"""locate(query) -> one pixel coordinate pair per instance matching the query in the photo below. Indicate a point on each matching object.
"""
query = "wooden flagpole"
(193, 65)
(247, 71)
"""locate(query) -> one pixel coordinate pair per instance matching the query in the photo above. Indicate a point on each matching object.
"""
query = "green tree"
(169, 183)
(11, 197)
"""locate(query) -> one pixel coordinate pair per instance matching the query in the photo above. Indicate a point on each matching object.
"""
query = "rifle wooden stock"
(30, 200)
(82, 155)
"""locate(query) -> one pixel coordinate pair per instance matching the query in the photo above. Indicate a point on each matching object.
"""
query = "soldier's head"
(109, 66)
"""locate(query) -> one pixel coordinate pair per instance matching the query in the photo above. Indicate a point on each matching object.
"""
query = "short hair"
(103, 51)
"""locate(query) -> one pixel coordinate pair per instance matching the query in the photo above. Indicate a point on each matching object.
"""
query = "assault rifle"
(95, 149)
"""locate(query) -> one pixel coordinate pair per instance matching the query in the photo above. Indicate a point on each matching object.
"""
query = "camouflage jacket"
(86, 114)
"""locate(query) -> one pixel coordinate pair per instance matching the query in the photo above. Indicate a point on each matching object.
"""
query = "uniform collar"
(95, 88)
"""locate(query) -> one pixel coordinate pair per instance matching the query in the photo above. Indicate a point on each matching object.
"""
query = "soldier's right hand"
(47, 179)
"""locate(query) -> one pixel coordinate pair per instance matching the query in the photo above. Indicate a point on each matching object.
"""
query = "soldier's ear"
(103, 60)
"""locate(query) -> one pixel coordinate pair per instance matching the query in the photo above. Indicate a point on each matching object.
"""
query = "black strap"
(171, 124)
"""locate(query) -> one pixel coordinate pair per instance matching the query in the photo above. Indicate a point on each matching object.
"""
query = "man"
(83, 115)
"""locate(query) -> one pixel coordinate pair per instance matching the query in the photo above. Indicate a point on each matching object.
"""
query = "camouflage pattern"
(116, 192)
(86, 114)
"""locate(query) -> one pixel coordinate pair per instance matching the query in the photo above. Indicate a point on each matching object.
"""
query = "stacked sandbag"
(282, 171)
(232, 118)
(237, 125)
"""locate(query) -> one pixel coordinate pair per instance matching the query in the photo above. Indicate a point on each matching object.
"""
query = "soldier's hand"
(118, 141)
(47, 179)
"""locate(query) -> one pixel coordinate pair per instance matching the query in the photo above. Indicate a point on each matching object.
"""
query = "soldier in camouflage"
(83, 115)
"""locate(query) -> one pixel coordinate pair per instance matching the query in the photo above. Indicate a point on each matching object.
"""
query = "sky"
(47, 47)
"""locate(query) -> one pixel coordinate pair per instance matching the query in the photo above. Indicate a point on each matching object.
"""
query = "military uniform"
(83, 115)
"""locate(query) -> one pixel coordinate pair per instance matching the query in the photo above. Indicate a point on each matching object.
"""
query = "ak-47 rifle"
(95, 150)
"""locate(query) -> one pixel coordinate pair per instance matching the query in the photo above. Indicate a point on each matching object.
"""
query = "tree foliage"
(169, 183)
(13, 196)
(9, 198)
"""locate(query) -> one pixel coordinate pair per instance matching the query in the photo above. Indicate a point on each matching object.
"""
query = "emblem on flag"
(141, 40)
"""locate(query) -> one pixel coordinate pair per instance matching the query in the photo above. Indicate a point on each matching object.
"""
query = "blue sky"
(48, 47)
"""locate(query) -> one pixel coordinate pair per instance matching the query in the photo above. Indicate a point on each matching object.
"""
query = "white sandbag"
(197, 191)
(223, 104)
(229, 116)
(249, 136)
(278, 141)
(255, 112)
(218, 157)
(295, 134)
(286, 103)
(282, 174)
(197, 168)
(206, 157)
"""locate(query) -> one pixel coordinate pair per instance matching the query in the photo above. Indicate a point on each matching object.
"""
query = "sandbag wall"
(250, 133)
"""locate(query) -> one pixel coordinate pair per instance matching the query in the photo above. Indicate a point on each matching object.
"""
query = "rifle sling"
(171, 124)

================================

■ WHAT NEEDS TO BE DONE ■
All the lines above should come back exactly as written.

■ THE COMPLETED TASK ■
"""locate(query) -> one pixel coordinate pair per instance matching the query in the photo below. Indicate a point on each matching object.
"""
query = "wooden flagpole"
(193, 65)
(247, 71)
"""locate(query) -> one pixel coordinate pair per instance matching the query in the photo above. Indicate a point on each matching object.
"""
query = "green tree"
(169, 183)
(11, 197)
"""locate(query) -> one pixel coordinate pair per instance matching the query in the photo above. Indicate a point on each matching object.
"""
query = "rifle wooden stock"
(30, 200)
(82, 155)
"""locate(query) -> one pixel coordinate pair per instance matching the query in the photo above. Indicate a point on each matching object.
"""
query = "soldier's head"
(109, 66)
"""locate(query) -> one pixel coordinate pair per instance matching the query in the photo above. Indicate a point on each matching object.
"""
query = "short hair"
(103, 51)
"""locate(query) -> one pixel coordinate pair per instance matching the query in the photo above. Indicate a point on each matching object.
"""
query = "assault rifle"
(95, 149)
"""locate(query) -> one pixel coordinate pair per instance matching the query in the photo above. Indicate a point on each matching object.
"""
query = "camouflage jacket"
(86, 114)
"""locate(query) -> one pixel coordinate pair per instance matching the query in the photo above. Indicate a point on each matching object.
"""
query = "uniform collar"
(95, 88)
"""locate(query) -> one pixel coordinate pair per instance matching the query in the photo above. Indicate a point on each matching object.
"""
query = "soldier's right hand"
(47, 179)
"""locate(query) -> one pixel coordinate pair per instance matching the query in the photo above. Indicate a point on each matching object.
"""
query = "soldier's ear"
(103, 60)
"""locate(query) -> one pixel coordinate pair per instance matching the query in the photo above. Indicate a point on each matching object.
"""
query = "black strap"
(171, 124)
"""locate(query) -> one pixel coordinate pair per instance matching the query in the photo above. Indicate a point on each matching object.
"""
query = "man"
(83, 115)
"""locate(query) -> one pixel coordinate pair per instance matching the query in the photo above. Indicate a point on each matching object.
"""
query = "camouflage pattern"
(116, 192)
(86, 114)
"""locate(query) -> one pixel coordinate pair per instance matching the query in the photo above. Indicate a point on each matching object.
"""
query = "stacked sandbag"
(282, 171)
(232, 118)
(237, 125)
"""locate(query) -> one pixel coordinate pair per instance matching the query in the photo above. Indicate a point on each matching object.
"""
query = "soldier's hand"
(118, 141)
(47, 179)
"""locate(query) -> one pixel coordinate pair per instance matching the query in the photo above. Indicate a point on each matching object.
"""
query = "soldier in camouflage"
(83, 115)
"""locate(query) -> one pixel coordinate pair per instance matching the query in the photo above. Indicate a point on each matching object.
"""
query = "sky"
(47, 47)
"""locate(query) -> one pixel coordinate pair per instance matching the query in the photo above. Indicate a point on each matching object.
"""
query = "military uniform"
(83, 115)
"""locate(query) -> one pixel coordinate pair per instance matching the query in the photo above. Indicate a point on each matching object.
"""
query = "ak-47 rifle"
(95, 150)
"""locate(query) -> one pixel coordinate pair per instance matching the query in the photo above. Indicate a point on each matching object.
"""
query = "tree foliage"
(169, 183)
(13, 196)
(9, 198)
"""locate(query) -> one pixel coordinate pair per instance matching the query in the photo above. Indicate a point on each matching object.
"""
query = "emblem on flag"
(141, 40)
"""locate(query) -> one pixel coordinate pair per instance matching the query in the photo above. Indicate a point on each matching object.
"""
query = "blue sky"
(48, 47)
"""locate(query) -> one pixel coordinate pair per instance matching the query in the photo above. Indicate a point on each matching object.
"""
query = "white sandbag"
(197, 191)
(223, 104)
(229, 116)
(249, 136)
(278, 141)
(255, 112)
(218, 157)
(295, 134)
(286, 103)
(282, 174)
(197, 168)
(206, 157)
"""locate(query) -> one pixel coordinate pair per instance matching the query in the photo above. Indicate a point on each matching object.
"""
query = "sandbag wall"
(250, 133)
"""locate(query) -> one pixel coordinate pair per instance matching the query in the photo above. Indicate a point on each matching object.
"""
query = "rifle sling"
(171, 124)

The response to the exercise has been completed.